What you will do: Pick out each line below that contains the string "green" and copy it. Case counts.

Records for the exercise:

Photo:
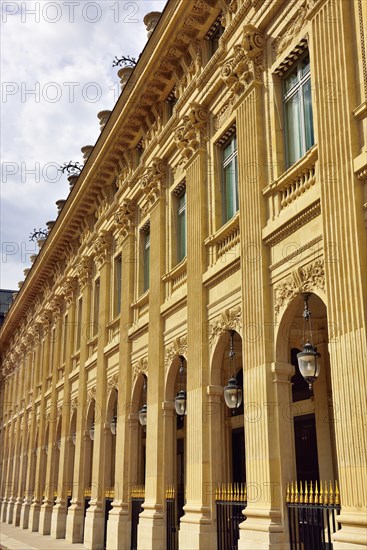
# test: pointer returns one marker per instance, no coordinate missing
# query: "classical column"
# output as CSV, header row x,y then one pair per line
x,y
34,513
94,521
197,529
29,475
75,516
151,531
119,524
15,459
345,256
59,512
53,451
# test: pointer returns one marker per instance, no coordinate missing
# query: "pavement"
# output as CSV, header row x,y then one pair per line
x,y
15,538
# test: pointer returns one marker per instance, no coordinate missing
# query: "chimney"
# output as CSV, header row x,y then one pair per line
x,y
150,20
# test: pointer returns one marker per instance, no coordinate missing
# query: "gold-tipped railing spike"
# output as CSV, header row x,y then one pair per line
x,y
331,493
337,494
288,494
301,494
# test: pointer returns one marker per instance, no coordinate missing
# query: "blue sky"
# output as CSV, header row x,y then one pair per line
x,y
57,74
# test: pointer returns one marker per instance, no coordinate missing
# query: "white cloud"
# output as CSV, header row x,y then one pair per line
x,y
58,44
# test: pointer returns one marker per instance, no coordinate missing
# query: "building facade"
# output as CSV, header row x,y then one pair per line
x,y
228,181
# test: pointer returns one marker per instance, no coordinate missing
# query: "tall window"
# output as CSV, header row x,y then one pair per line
x,y
146,259
117,285
96,307
230,179
79,324
299,135
181,226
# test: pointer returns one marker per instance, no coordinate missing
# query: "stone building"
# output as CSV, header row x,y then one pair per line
x,y
227,188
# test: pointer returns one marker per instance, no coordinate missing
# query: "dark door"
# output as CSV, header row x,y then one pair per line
x,y
307,462
238,456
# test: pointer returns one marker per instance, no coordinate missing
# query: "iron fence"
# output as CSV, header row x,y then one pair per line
x,y
231,499
312,515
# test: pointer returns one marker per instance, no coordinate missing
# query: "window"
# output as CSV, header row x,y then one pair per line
x,y
181,226
79,324
117,286
230,179
146,259
214,39
299,135
96,307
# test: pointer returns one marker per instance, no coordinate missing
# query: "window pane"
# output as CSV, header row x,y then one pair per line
x,y
291,80
146,260
307,108
293,133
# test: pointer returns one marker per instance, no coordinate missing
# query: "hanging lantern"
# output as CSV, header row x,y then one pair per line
x,y
308,363
180,399
113,425
143,415
232,392
180,403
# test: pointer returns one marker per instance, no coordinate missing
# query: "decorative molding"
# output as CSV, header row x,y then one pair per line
x,y
125,217
141,367
303,279
152,182
176,348
191,134
296,253
230,319
293,224
112,382
84,270
103,248
246,66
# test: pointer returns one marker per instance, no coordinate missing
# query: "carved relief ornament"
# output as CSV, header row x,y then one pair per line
x,y
191,134
246,66
153,181
141,367
302,279
103,248
230,319
177,347
125,217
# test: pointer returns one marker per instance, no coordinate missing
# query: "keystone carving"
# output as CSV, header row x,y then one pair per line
x,y
103,248
245,66
153,181
230,319
178,347
69,289
191,134
85,268
141,367
302,279
125,217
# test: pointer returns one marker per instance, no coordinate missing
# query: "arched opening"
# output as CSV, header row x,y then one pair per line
x,y
70,449
56,461
310,412
309,428
230,461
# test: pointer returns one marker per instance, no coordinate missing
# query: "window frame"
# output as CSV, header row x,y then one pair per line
x,y
232,159
297,90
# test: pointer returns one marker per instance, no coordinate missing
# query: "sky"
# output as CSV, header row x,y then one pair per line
x,y
56,75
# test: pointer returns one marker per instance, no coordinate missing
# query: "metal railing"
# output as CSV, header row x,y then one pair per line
x,y
137,499
312,512
231,499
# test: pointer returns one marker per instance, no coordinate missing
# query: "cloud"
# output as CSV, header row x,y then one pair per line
x,y
57,75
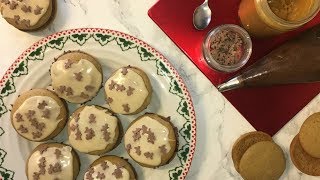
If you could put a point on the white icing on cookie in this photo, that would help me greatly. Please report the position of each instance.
(37, 117)
(126, 91)
(97, 129)
(76, 82)
(13, 9)
(108, 170)
(149, 137)
(51, 163)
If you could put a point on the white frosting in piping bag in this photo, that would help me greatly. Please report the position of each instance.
(161, 139)
(71, 80)
(64, 160)
(12, 8)
(110, 171)
(99, 119)
(120, 98)
(37, 122)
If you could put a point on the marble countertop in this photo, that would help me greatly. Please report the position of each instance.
(219, 124)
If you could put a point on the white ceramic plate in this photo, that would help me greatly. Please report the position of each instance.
(113, 49)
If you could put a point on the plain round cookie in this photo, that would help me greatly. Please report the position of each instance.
(263, 161)
(64, 151)
(244, 142)
(76, 76)
(20, 14)
(89, 131)
(302, 160)
(309, 135)
(151, 137)
(103, 167)
(22, 117)
(128, 90)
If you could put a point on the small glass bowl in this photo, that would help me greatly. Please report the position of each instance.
(247, 49)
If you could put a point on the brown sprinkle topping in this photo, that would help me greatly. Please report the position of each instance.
(106, 134)
(23, 129)
(136, 134)
(30, 114)
(163, 149)
(77, 117)
(69, 91)
(138, 150)
(62, 89)
(89, 174)
(120, 88)
(104, 165)
(78, 76)
(68, 64)
(89, 88)
(58, 153)
(130, 91)
(18, 117)
(38, 10)
(100, 176)
(36, 135)
(78, 134)
(89, 133)
(126, 107)
(42, 105)
(42, 166)
(117, 173)
(92, 118)
(109, 100)
(148, 155)
(36, 176)
(16, 19)
(112, 85)
(46, 114)
(13, 5)
(128, 147)
(84, 95)
(124, 71)
(54, 168)
(25, 8)
(6, 2)
(43, 148)
(74, 127)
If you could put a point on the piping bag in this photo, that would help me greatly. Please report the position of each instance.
(296, 61)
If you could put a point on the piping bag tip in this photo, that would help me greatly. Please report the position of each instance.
(233, 83)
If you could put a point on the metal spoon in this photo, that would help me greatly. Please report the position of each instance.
(202, 16)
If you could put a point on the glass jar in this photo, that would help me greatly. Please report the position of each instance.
(210, 39)
(263, 18)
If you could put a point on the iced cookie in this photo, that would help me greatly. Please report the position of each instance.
(94, 130)
(302, 160)
(150, 140)
(27, 15)
(111, 168)
(76, 76)
(309, 135)
(244, 142)
(52, 161)
(38, 115)
(264, 160)
(128, 90)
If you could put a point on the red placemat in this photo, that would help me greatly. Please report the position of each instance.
(267, 109)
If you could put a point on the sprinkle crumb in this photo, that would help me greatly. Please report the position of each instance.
(226, 47)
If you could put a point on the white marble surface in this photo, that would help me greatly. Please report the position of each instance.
(218, 122)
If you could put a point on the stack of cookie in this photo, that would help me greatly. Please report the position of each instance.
(256, 156)
(305, 147)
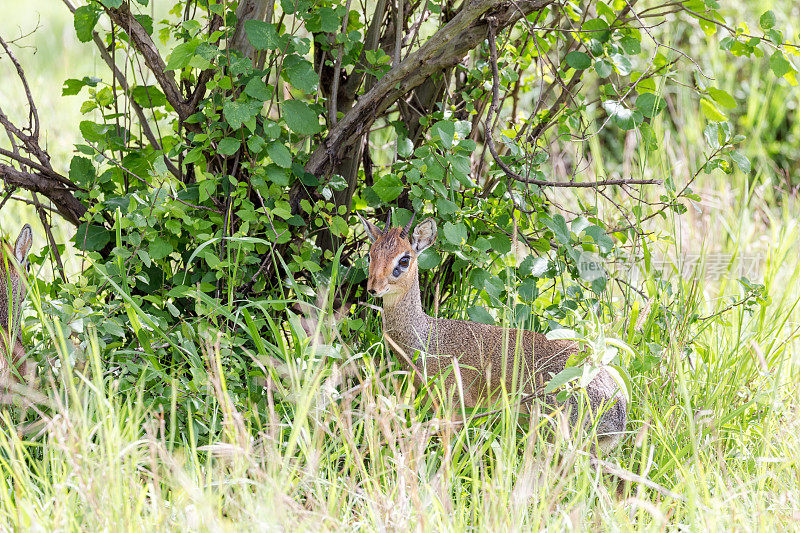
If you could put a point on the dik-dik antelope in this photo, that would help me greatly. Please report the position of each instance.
(12, 294)
(486, 354)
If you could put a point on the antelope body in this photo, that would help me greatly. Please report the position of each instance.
(12, 294)
(489, 358)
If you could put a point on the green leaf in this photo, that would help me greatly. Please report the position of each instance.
(767, 20)
(89, 237)
(596, 29)
(300, 117)
(300, 73)
(228, 146)
(237, 113)
(256, 88)
(85, 19)
(604, 242)
(570, 373)
(711, 111)
(429, 259)
(649, 138)
(181, 55)
(277, 175)
(649, 104)
(578, 60)
(148, 96)
(73, 86)
(480, 314)
(741, 161)
(81, 171)
(631, 45)
(262, 35)
(622, 63)
(559, 227)
(324, 21)
(388, 187)
(280, 154)
(446, 131)
(722, 98)
(603, 68)
(779, 64)
(623, 117)
(455, 233)
(159, 249)
(711, 133)
(405, 146)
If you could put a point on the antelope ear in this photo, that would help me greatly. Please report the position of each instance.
(23, 244)
(424, 235)
(372, 230)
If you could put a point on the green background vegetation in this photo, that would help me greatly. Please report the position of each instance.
(179, 401)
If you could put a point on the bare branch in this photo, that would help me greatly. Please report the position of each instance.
(141, 40)
(443, 50)
(67, 205)
(510, 173)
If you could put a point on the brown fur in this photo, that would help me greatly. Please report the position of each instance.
(490, 358)
(12, 294)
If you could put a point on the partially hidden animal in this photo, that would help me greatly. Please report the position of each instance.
(489, 358)
(13, 264)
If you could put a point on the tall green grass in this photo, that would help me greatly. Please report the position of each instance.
(343, 442)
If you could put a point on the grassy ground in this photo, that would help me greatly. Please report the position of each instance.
(343, 443)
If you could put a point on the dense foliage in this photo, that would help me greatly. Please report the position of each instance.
(219, 184)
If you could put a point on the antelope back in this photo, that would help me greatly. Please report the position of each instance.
(12, 286)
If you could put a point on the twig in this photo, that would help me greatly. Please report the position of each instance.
(506, 169)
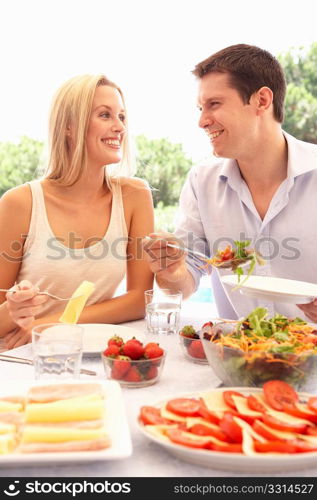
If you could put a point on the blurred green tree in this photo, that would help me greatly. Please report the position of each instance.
(19, 162)
(301, 97)
(164, 165)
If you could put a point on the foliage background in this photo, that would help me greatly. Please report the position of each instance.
(163, 163)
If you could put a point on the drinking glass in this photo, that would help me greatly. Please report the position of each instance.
(57, 350)
(162, 311)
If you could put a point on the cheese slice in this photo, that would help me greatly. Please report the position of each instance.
(288, 419)
(171, 416)
(309, 439)
(203, 439)
(215, 402)
(6, 428)
(243, 407)
(73, 409)
(76, 304)
(8, 406)
(159, 431)
(280, 435)
(51, 434)
(191, 421)
(7, 443)
(248, 444)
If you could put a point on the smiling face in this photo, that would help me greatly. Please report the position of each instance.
(231, 125)
(106, 127)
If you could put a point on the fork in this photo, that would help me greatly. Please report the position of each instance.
(195, 253)
(55, 297)
(202, 257)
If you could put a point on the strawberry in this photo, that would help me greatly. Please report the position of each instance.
(112, 351)
(152, 373)
(115, 340)
(188, 331)
(132, 348)
(132, 375)
(152, 351)
(196, 350)
(209, 323)
(120, 367)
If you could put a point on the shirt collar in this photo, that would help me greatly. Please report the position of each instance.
(302, 158)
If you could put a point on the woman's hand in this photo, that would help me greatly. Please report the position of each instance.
(24, 304)
(17, 337)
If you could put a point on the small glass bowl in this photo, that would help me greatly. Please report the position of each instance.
(134, 373)
(193, 349)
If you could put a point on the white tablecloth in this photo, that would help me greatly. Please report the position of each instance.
(148, 458)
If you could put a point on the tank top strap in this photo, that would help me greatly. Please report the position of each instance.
(117, 209)
(38, 222)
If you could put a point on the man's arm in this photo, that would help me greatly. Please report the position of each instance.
(168, 264)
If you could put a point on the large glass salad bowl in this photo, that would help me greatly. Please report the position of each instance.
(256, 349)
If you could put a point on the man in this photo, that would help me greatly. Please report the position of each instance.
(261, 185)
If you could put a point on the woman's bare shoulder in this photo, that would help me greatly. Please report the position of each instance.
(132, 184)
(18, 200)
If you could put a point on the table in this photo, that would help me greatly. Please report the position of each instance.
(148, 459)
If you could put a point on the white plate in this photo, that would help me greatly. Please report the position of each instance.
(235, 461)
(96, 335)
(274, 289)
(116, 424)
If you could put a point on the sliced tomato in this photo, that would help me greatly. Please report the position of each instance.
(186, 407)
(207, 414)
(204, 430)
(312, 403)
(227, 396)
(283, 426)
(275, 446)
(296, 412)
(152, 416)
(278, 393)
(180, 437)
(312, 431)
(254, 404)
(231, 428)
(228, 448)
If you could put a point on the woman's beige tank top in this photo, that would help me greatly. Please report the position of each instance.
(58, 269)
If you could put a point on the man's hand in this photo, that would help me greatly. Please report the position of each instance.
(310, 310)
(24, 304)
(166, 262)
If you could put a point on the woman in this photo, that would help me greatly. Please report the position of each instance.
(80, 221)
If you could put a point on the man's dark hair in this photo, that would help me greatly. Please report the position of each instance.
(249, 68)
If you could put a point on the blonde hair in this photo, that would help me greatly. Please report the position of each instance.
(70, 109)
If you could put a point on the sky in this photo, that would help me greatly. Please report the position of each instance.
(148, 47)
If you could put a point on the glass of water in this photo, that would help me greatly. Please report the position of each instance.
(162, 310)
(57, 350)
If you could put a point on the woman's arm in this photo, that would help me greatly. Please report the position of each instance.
(15, 214)
(138, 206)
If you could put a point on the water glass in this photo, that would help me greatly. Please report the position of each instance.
(162, 311)
(57, 350)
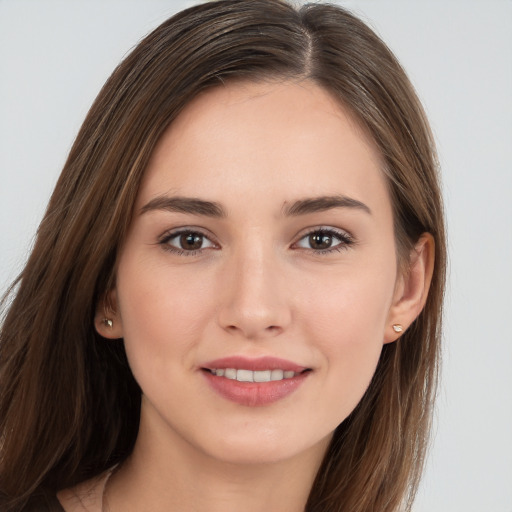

Task answer:
If you could put a point on the green leaf in this photo, that would help me greatly. Please report the position of each instance.
If you could put a point on the green background vegetation in this photo, that would help me greatly. Please report the position of each instance.
If you could put a point on the tall green grass in this photo, that would help me greatly. Please report the position of each instance.
If you could put a point on the blurred green tree in this photo, that would help me greatly. Please report the position of each instance.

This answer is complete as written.